→ **TASK OBJECTIVE**: Extract each line of the listing below that contains the word "gray" and copy those lines in full. Case counts.

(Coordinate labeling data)
========================

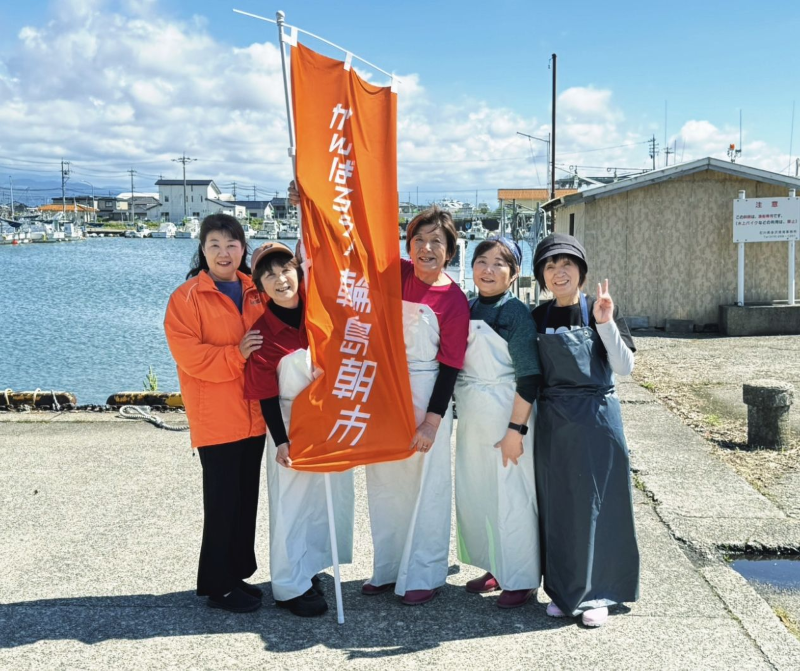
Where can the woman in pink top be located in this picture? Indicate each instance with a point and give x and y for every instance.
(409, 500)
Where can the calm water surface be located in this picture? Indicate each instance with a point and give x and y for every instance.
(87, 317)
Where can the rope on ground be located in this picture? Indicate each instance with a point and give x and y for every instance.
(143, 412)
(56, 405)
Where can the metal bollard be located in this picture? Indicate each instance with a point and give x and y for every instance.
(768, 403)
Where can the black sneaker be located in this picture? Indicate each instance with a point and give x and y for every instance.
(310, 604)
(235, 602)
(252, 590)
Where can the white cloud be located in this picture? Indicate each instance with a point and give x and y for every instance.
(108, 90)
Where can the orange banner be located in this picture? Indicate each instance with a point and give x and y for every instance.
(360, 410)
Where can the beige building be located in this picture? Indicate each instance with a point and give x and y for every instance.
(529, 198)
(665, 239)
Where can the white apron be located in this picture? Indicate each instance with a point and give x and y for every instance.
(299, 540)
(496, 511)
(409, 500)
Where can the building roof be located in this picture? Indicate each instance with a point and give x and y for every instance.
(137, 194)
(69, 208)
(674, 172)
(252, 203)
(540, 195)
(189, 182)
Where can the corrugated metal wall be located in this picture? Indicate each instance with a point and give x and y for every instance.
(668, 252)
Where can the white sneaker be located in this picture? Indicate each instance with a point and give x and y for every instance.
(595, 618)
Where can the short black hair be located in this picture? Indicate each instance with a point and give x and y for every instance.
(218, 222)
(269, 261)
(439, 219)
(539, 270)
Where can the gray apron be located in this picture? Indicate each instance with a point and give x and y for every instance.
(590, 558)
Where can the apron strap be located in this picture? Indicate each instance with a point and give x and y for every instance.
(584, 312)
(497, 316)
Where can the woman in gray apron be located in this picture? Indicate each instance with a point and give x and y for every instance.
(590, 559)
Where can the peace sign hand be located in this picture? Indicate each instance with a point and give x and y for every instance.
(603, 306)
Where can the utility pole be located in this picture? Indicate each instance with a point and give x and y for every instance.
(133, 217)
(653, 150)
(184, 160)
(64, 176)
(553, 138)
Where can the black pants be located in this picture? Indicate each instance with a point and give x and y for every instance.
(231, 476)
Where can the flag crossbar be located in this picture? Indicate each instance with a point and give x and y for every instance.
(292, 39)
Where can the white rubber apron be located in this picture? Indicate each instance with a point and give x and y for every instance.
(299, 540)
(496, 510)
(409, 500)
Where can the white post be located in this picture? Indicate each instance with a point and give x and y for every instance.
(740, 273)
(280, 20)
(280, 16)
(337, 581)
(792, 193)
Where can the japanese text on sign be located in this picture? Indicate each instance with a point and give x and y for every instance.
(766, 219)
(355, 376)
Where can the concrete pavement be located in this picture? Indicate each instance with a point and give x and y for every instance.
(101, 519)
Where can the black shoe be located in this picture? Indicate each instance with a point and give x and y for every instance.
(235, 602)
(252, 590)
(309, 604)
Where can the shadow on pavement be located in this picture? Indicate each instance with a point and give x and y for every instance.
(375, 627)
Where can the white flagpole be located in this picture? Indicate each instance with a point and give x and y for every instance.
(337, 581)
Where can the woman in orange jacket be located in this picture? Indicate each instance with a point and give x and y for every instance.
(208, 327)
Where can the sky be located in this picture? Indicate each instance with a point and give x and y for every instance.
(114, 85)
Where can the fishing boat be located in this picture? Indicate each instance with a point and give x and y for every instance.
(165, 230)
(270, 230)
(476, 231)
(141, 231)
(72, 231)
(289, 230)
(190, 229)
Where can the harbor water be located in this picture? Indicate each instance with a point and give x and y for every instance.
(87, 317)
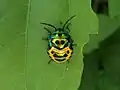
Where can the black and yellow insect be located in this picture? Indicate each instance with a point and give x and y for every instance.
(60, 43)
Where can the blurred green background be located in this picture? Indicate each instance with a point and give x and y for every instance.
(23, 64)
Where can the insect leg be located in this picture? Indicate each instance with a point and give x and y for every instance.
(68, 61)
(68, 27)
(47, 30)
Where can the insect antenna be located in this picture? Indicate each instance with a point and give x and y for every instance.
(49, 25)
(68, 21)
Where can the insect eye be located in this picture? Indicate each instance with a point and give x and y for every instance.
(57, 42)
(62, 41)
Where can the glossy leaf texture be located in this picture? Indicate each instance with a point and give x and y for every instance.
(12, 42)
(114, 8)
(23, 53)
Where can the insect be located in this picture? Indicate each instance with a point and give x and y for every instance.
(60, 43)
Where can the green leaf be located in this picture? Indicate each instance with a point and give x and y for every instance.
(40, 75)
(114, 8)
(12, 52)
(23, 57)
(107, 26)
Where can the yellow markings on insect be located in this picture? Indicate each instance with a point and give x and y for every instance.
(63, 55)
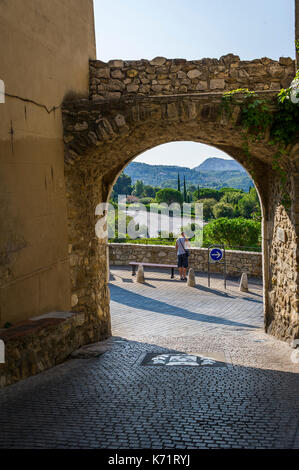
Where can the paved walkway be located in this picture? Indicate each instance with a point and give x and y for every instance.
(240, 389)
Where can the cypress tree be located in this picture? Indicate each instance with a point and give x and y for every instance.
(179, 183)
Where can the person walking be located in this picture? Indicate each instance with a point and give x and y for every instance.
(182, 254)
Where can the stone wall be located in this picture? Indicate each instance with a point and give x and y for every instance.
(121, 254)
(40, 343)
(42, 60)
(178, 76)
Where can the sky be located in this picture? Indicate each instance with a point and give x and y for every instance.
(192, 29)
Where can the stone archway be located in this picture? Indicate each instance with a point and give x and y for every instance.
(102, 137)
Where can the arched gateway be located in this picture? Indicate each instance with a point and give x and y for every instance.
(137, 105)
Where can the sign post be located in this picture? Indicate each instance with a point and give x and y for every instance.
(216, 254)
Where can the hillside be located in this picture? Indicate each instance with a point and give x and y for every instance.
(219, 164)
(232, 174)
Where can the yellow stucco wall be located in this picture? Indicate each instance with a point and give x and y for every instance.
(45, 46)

========================

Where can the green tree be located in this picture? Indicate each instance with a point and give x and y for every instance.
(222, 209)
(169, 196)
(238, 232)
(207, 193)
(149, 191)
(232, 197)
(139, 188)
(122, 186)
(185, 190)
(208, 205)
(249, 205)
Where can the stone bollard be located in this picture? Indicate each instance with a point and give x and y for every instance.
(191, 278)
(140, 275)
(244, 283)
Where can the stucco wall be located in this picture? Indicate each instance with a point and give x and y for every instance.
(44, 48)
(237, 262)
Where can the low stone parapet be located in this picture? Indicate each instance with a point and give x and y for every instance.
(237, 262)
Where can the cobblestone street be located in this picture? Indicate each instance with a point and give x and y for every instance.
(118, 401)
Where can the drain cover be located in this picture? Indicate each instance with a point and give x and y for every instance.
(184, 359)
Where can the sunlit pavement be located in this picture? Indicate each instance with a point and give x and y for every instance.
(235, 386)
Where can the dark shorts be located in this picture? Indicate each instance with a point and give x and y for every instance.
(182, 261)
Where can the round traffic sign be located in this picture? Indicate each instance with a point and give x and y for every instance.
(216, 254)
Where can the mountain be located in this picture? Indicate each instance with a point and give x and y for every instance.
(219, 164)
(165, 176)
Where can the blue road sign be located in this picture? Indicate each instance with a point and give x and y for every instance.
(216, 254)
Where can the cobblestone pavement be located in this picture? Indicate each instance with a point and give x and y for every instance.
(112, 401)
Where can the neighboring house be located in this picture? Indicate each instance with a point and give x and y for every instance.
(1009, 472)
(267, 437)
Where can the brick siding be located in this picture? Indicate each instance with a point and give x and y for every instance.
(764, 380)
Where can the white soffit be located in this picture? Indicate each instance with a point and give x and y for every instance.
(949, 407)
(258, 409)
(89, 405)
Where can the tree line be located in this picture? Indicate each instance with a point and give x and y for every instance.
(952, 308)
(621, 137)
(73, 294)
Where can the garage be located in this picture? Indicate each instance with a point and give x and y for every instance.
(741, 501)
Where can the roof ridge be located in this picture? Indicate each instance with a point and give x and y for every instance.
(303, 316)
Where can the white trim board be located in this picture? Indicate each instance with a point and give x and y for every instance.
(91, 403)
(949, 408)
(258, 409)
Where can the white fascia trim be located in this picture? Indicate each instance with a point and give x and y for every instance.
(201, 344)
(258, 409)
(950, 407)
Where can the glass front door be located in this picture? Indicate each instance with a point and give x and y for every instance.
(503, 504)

========================

→ **EXERCISE RESULT**:
Where can the gray apron be located in this picture? Indicate each instance with a point and give x and y for every instance.
Where can the woman in gray apron be located in this picture? Indicate each instance with a point and give x and y for every instance.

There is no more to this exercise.